Problem requirements:
Return each entry exactly, with none missing.
-- BEGIN Input data --
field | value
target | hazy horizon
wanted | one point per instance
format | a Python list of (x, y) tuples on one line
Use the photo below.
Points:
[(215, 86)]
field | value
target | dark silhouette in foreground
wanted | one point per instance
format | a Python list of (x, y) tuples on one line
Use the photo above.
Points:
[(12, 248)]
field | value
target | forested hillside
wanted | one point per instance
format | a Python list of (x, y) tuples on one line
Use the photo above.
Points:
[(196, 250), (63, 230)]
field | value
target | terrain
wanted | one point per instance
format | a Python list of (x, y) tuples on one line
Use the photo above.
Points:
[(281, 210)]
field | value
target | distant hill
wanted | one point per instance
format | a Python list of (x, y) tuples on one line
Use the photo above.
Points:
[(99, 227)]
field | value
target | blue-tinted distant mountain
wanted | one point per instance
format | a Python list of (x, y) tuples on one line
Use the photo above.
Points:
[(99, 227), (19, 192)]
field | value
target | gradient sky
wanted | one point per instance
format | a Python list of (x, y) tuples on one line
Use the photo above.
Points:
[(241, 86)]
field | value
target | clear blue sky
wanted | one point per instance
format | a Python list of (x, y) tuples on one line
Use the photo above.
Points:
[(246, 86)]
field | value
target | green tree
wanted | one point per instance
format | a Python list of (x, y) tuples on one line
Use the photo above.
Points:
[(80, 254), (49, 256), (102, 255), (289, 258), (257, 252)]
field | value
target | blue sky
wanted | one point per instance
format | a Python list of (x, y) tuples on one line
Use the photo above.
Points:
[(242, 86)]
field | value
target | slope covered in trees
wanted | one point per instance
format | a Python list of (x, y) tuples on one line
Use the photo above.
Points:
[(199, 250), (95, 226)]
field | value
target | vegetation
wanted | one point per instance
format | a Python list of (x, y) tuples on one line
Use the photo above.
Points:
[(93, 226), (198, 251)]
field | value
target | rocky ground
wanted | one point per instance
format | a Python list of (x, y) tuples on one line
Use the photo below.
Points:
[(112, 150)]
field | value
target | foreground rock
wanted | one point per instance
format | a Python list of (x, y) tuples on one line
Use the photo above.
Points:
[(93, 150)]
-- END Input data --
Task result:
field | value
target | hazy horizon
wanted | one point per instance
format | a Python list of (x, y) tuples on one line
Use the photo below.
Points:
[(215, 86)]
field | value
target | dark silhouette in foreground
wanted | one point per instance
format | a Python list of (x, y) tuples on one line
Use the photo above.
Points:
[(12, 248)]
field | value
target | forested hillside
wanted | one point per instance
format | a Python list of (x, y) tuples on one line
Use the photo above.
Points:
[(196, 250), (63, 230)]
field | value
target | terrain
wanted | one point per instance
format | a Python list of (x, y) tuples on one line
Use the photo above.
Points:
[(281, 210)]
field | value
target | distant hill
wanted | one point per instance
format | a Python list of (x, y) tuples on one line
Use the photo above.
Points:
[(99, 227)]
field | value
target | blue-tinted distant mountain
wanted | one point per instance
format | a Python list of (x, y) tuples on one line
Use the photo above.
Points:
[(99, 227), (19, 192)]
field | value
target | gradient sky
wanted | one point per instance
format | a Python list of (x, y) tuples on one line
Use the photo above.
Points:
[(241, 86)]
field | value
target | clear blue sky
wanted | one point per instance
format | a Python list of (x, y) tuples on one line
Use the photo above.
Points:
[(246, 86)]
field | value
target | green tree
wanted | one point per instance
format | a Python list of (x, y) tuples on one line
Use the photo above.
Points:
[(80, 254), (49, 256), (102, 255), (289, 258), (257, 252)]
field | value
target | blue sky
wanted | one point per instance
format | a Python list of (x, y) tuples on one line
Use the photo above.
Points:
[(242, 86)]
field | value
target | slope covered in trees
wanted | one point per instance
format | a Python list of (x, y) tuples on one line
Use the photo above.
Points:
[(199, 250), (95, 226)]
field | value
target | vegetation
wanted | one point per instance
format | a Python list of (x, y) tuples on one line
Use the photo above.
Points:
[(93, 226), (198, 251)]
field | value
target | rocky ground
wanted | one point per instance
format | a Python list of (x, y) tuples on one line
Use the photo below.
Points:
[(112, 150)]
field | value
target | foreground rock
wanted | one point per instance
format | a Python list of (x, y) tuples on one line
Use the photo above.
Points:
[(93, 150)]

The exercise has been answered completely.